## Your instructions
Render into Spanish this sentence from the thread about joining the USCA below: "Then you get a scorebook for your dog."
** START OF Selection **
# Joining the USCA



## Jag (Jul 27, 2012)

When should you do this? Is it too early to join now with a nearly 7 month old? If I do join now, when should I bother to get a score book? Or does that just come when you join?


----------



## Liesje (Mar 4, 2007)

I would join right away. At the very least, you get the magazine  I'd get a scorebook too. That part is really cheap so why not. Better than remembering a few days before the first trial that you still need one!


----------



## onyx'girl (May 18, 2007)

The magazine is nice....$100 annual dues.
I joined because my club at that time required it(my dog was 10 months old) This was right at the time the USCA changed the rule that you couldn't belong to another GSD organization, so I had to wait til my GSDCA-WDA membership expired.
I waited to get my scorebook(AWDF) a few months before going for the BH. 
They send scorebooks out quick. 
The first of the year is when you are up for renewal on the membership....so may as well do it now, because if you pay the $100 in June, it isn't pro-rated. Enjoy the magazine as long as you're paying for it!


----------



## ayoitzrimz (Apr 14, 2010)

First you join. It's an annual fee of $100 i believe. Then you get a scorebook for your dog. That is a one time thing. I'm not sure there is an age requirement but do notice this:
1. you cannot go for BH before age 15 months (I think)
2. There is a lot of training before going for the BH especially for a new handler (I would know, I only have one schutzhund dog myself)

So, if you don't anticipate trialing within the next year, no point in wasting $100. I might start registering a few months before the trial. It took less than a month for my USCA membership to come through and less than a month for my dog's scorebook to come in so do it 4-6 months before a trial and you'll have plenty of buffer room.

Hope this helps


----------



## Liesje (Mar 4, 2007)

Jane is that a new thing? I've always renewed in November and my new card is good through Nov 2013.


----------



## ayoitzrimz (Apr 14, 2010)

onyx'girl said:


> The magazine is nice....$100 annual dues.
> I joined because my club at that time required it(my dog was 10 months old) This was right at the time the USCA changed the rule that you couldn't belong to another GSD organization, so I had to wait til my GSDCA-WDA membership expired.
> I waited to get my scorebook(AWDF) a few months before going for the BH.
> They send scorebooks out quick.
> The first of the year is when you are up for renewal on the membership....so may as well do it now, because if you pay the $100 in June, it isn't pro-rated. Enjoy the magazine as long as you're paying for it!
** END OF Selection **
** START OF Listed records **
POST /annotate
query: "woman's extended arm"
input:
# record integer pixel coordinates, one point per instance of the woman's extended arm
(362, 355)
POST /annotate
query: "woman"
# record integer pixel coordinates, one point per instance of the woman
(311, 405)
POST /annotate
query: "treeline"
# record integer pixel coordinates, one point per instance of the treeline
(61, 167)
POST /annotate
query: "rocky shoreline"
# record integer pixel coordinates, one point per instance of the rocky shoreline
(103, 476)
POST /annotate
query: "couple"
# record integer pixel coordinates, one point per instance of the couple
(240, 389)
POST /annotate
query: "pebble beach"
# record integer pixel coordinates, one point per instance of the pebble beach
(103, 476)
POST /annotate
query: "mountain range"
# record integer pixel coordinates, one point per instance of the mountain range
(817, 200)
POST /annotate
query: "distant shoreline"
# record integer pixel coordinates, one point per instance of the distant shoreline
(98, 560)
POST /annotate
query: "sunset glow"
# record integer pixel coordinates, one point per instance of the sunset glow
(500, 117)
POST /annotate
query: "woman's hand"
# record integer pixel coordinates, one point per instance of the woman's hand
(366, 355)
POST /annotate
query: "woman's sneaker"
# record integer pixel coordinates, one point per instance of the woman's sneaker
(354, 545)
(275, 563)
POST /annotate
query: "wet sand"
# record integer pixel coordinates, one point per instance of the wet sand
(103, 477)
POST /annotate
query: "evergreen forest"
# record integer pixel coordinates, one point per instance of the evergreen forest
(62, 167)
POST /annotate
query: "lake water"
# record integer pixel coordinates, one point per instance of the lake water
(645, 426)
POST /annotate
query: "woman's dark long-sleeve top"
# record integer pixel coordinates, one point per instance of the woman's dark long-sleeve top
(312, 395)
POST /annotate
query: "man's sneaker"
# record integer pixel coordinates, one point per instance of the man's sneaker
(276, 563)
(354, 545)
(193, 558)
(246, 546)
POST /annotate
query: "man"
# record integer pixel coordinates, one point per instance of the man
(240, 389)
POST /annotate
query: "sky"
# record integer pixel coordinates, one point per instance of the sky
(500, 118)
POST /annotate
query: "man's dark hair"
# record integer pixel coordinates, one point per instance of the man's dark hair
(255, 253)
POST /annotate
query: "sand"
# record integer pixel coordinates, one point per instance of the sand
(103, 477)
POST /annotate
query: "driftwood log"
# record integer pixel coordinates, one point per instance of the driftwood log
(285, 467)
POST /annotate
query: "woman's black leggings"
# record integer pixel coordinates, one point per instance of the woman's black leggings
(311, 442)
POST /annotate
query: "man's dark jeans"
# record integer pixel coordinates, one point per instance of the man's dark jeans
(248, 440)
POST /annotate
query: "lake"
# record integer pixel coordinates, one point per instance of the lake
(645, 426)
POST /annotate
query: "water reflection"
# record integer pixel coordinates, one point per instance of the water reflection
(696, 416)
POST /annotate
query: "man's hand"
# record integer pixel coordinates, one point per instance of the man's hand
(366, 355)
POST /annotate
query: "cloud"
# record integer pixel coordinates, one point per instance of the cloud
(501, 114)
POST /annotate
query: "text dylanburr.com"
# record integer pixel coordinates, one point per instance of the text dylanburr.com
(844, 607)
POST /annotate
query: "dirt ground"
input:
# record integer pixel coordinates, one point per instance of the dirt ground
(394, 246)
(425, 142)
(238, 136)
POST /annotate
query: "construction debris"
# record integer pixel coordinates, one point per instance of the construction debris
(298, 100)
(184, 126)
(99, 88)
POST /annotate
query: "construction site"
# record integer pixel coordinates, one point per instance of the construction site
** END OF Listed records **
## Reply
Luego obtienes una libreta de puntuaciones para tu perro.